Texte source:
· · · · · · ·

Après avoir été ce week-end encore assez sollicité sur le buzz du moment et qu’on m’a demandé pourquoi l’ayant lu, je n’en causais pas, me voilà donc un peu aiguillonné à réagir, cela avec le risque :

  • de parler à des convaincus qui font partie de mes amis et qui aiment les même vins que moi
  • de ramasser un chapelet d’insultes de ceux qui ne sont pas ou plus mes amis et qui n’aiment pas les mêmes vins que moi
  • de me voir taxer d’un « T’es bien meilleur quand tu parles de vignerons attachants comme Francesco Guccione (ça, c'est plus embêtant)

Malgré ces "restrictions", je vais donc parler du « Vino Business » d’Isabelle Saporta , principalement, parce que j’ai encore des amis qui sont forcément des gens très bien, qui sont de joyeux amateurs de vins mais qui sont persuadés que l’Angélus et Fonterutoli sont (encore) de très grands vins (de terroirs). 
En attente de mettre la main sur le livre, vous pouvez déjà vous faire une idée plus précise de celui-çi avec l'interview et débat qu'a fait Isabelle Saporta pour Rue89.

business1

En fait, ce livre, je l’apprécie évidemment pour, comme Mondovino en film, sa mise en évidence d’un milieu pas très joli (mais on s'en doutait un peu), de vins de financiers qui ne servent que de glorificateurs de salons d’une France qui demandait tout sauf probablement cela, ainsi et surtout que la démonstration évidente d'un éloignement perpétuel de la notion de vin d’artisans.

· · · · · · ·

Exercice écrit 1: Dans le texte sur le livre « Vino Business », à quel film l'auteur compare-t-il ce livre ?
Exercice écrit 2: Rédigez la suite du texte sur le livre « Vino Business », en reprenant après sa dernière phrase.

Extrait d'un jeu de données
· · · · · · ·

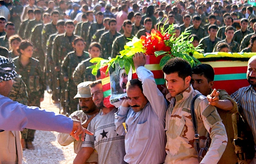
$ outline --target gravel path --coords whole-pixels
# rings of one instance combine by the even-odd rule
[[[50,102],[50,95],[46,92],[41,107],[58,113],[58,105]],[[60,145],[57,140],[57,133],[37,130],[34,145],[35,150],[23,151],[23,164],[72,164],[76,157],[73,144],[66,146]]]

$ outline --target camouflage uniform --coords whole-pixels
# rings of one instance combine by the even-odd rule
[[[21,104],[28,105],[28,92],[27,87],[22,79],[20,77],[17,77],[13,79],[13,84],[10,92],[9,98],[13,101],[17,101]],[[21,132],[22,139],[26,139],[28,136],[28,129],[25,128]]]
[[[109,30],[106,30],[105,28],[104,29],[97,30],[95,34],[92,36],[92,42],[98,42],[102,34],[109,31]]]
[[[165,163],[198,163],[190,108],[193,98],[199,93],[190,85],[170,99],[166,112]],[[209,151],[201,162],[217,163],[227,142],[225,127],[216,108],[208,105],[205,96],[196,99],[194,109],[201,147],[204,147],[208,132],[212,138]]]
[[[82,61],[76,68],[73,74],[73,80],[76,85],[80,83],[87,81],[94,81],[96,80],[95,76],[92,74],[92,69],[86,69],[87,67],[92,66],[93,64],[90,62],[91,58]]]
[[[121,27],[121,29],[119,31],[119,33],[122,34],[123,34],[125,33],[125,31],[123,29],[123,26],[122,27]],[[142,29],[144,28],[144,26],[141,24],[140,24],[139,26],[137,27],[135,26],[135,24],[134,23],[133,24],[133,29],[131,30],[131,35],[135,35],[135,34],[139,31],[139,30]]]
[[[13,6],[10,10],[11,18],[10,21],[12,22],[15,27],[15,33],[17,34],[21,23],[20,16],[22,13],[23,6],[20,5]]]
[[[21,76],[26,85],[28,95],[28,105],[29,106],[40,107],[40,98],[44,98],[46,89],[44,76],[39,61],[33,58],[25,66],[21,64],[19,57],[13,59],[16,66],[16,71]],[[26,141],[34,140],[36,130],[29,129]]]
[[[92,39],[92,36],[95,34],[97,30],[104,28],[103,23],[98,24],[97,23],[93,23],[91,25],[89,28],[89,33],[88,34],[88,38],[86,42],[86,46],[89,47]],[[82,29],[83,30],[83,29]]]
[[[83,23],[82,24],[82,27],[81,28],[81,37],[84,39],[84,40],[85,42],[87,41],[88,32],[89,32],[89,28],[90,28],[91,24],[91,23],[88,21]],[[88,48],[89,47],[89,45],[88,45],[87,43],[86,47],[87,48],[86,50],[88,50]]]
[[[78,36],[81,36],[81,29],[82,29],[82,25],[83,22],[81,22],[77,24],[76,26],[76,29],[75,30],[75,34]]]
[[[120,33],[116,32],[115,35],[112,35],[110,31],[105,32],[102,34],[100,39],[99,43],[101,45],[102,50],[101,58],[107,59],[111,55],[112,45],[114,40],[117,37],[120,36]]]
[[[139,30],[139,31],[138,31],[137,34],[136,34],[135,36],[139,39],[141,37],[142,35],[146,36],[147,34],[146,34],[146,32],[147,32],[146,31],[146,29],[141,29],[140,30]],[[150,32],[147,33],[150,34]]]
[[[210,93],[213,91],[211,90]],[[237,103],[231,98],[225,90],[218,90],[220,92],[219,95],[219,100],[230,100],[233,105],[233,108],[230,111],[225,111],[217,108],[218,113],[222,120],[222,123],[225,127],[227,135],[228,137],[228,142],[225,151],[224,151],[219,164],[235,164],[237,162],[237,158],[235,151],[235,147],[232,143],[234,140],[234,129],[232,125],[232,114],[238,112],[238,107]]]
[[[6,37],[6,35],[0,37],[0,46],[5,47],[9,50],[9,39]]]
[[[37,21],[34,19],[30,21],[28,23],[28,25],[26,27],[26,31],[25,31],[25,39],[29,39],[30,38],[32,30],[35,26],[39,24],[43,23],[43,22],[41,21]]]
[[[237,42],[239,45],[240,45],[241,42],[245,37],[245,36],[246,36],[247,35],[251,33],[251,32],[250,31],[246,30],[245,32],[243,34],[242,33],[241,30],[238,30],[235,32],[233,39],[234,41]]]
[[[220,44],[222,43],[227,43],[227,40],[225,39],[224,40],[221,40],[220,41],[219,41],[216,45],[215,45],[215,47],[213,50],[214,52],[217,52],[217,47],[219,44]],[[232,53],[234,52],[239,52],[239,46],[238,43],[232,40],[231,43],[230,44],[228,44],[229,46],[229,48],[228,49],[228,51],[231,52]]]
[[[111,58],[115,58],[117,55],[119,55],[119,52],[124,50],[124,47],[126,43],[131,41],[134,37],[134,36],[131,35],[131,37],[126,38],[124,35],[122,35],[117,37],[114,40],[112,46]]]
[[[52,54],[55,67],[58,67],[60,69],[61,68],[62,63],[62,61],[63,61],[64,58],[68,52],[73,51],[73,48],[72,45],[73,40],[78,37],[78,36],[73,34],[71,38],[70,41],[69,37],[66,35],[66,33],[58,35],[56,37],[53,43],[52,53]],[[60,87],[60,91],[57,91],[57,92],[61,93],[60,96],[61,104],[62,106],[65,108],[65,93],[64,88],[66,88],[66,83],[64,81],[63,77],[61,75],[60,72],[56,72],[55,70],[54,71],[55,72],[53,74],[56,74],[57,78],[58,78],[60,79],[60,86],[57,86],[58,84],[56,83],[55,86],[58,87],[58,88],[59,87]]]
[[[19,32],[18,34],[23,39],[25,39],[25,31],[26,30],[26,27],[28,25],[28,24],[30,21],[31,20],[26,19],[22,22],[19,26]]]
[[[46,52],[46,44],[47,40],[49,38],[49,36],[51,34],[57,32],[57,25],[55,25],[53,24],[52,22],[45,24],[44,27],[44,29],[42,32],[42,40],[43,50],[44,50],[45,53]]]
[[[58,90],[56,89],[57,74],[56,72],[54,70],[54,66],[52,53],[53,42],[54,39],[58,34],[58,33],[56,33],[50,35],[47,41],[46,60],[45,60],[45,67],[47,68],[47,69],[45,69],[45,70],[47,84],[52,91],[52,99],[55,101],[58,101],[59,96]]]
[[[82,60],[89,58],[89,54],[84,52],[83,55],[78,57],[76,55],[75,51],[69,53],[64,59],[62,66],[62,74],[63,77],[68,78],[68,90],[70,101],[70,113],[77,110],[78,99],[74,99],[74,97],[77,93],[77,87],[74,82],[72,75],[75,69]]]
[[[256,36],[256,33],[253,32],[248,34],[244,37],[243,39],[242,40],[241,42],[241,45],[240,46],[240,50],[241,50],[243,49],[246,48],[250,44],[250,39],[253,36]]]
[[[43,71],[44,70],[45,59],[42,43],[42,31],[43,27],[43,24],[36,25],[31,30],[30,39],[34,47],[33,57],[39,60]]]
[[[204,30],[201,27],[199,27],[199,29],[196,30],[194,28],[193,25],[190,26],[185,30],[186,32],[190,31],[191,34],[196,34],[198,37],[199,39],[201,39],[205,36],[205,34],[204,33]]]
[[[208,52],[212,52],[214,47],[218,42],[220,40],[220,39],[215,37],[215,40],[214,42],[212,42],[210,39],[209,37],[206,37],[203,38],[199,42],[199,44],[202,44],[201,46],[201,49],[204,50],[204,53]]]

· · · · · · ·

Corrigé de l'exercice 1: À Mondovino.

Corrigé de l'exercice 2:
Evidemment, cela, je ne suis pas le premier ni serai le dernier à le dire.

Mais ce livre, je l’apprécie aussi avec beaucoup plus de recul, parce que, logiquement pour du journalisme d’investigation, il fait appel aux descriptions d’activités d’"êtres humains", dont l’ego aussi gros qu’un bœuf facilite la mise au pilori.
Mon "recul" vient du fait que ces hommes ne sont jamais arrivés là que parce que, comme pour L’Oréal, nous l’avons bien voulu, parce même nous qui aujourd’hui sommes prêt au combat des mots et même plus pour défendre tel Giboulot ou tel Cousin, nous avons certainement tous participé à un moment ou un autre, dans la construction de notre passion, à l’aveuglement de tous ces domaines, et c’est plutôt là-dessus que j’aimerais exprimer quelques lignes supplémentaires.

Tout part d’un évènement que certains pointent encore comme la naissance de l’histoire vinique de la France, comme la consécration du grand vin, mais qui n’est jamais que la plus grande iniquité vinique de tous les temps, du moins pour ceux qui sont persuadés de l’existence de terroirs, j’ai nommé le Classement des Grands Crus Bordelais de 1855.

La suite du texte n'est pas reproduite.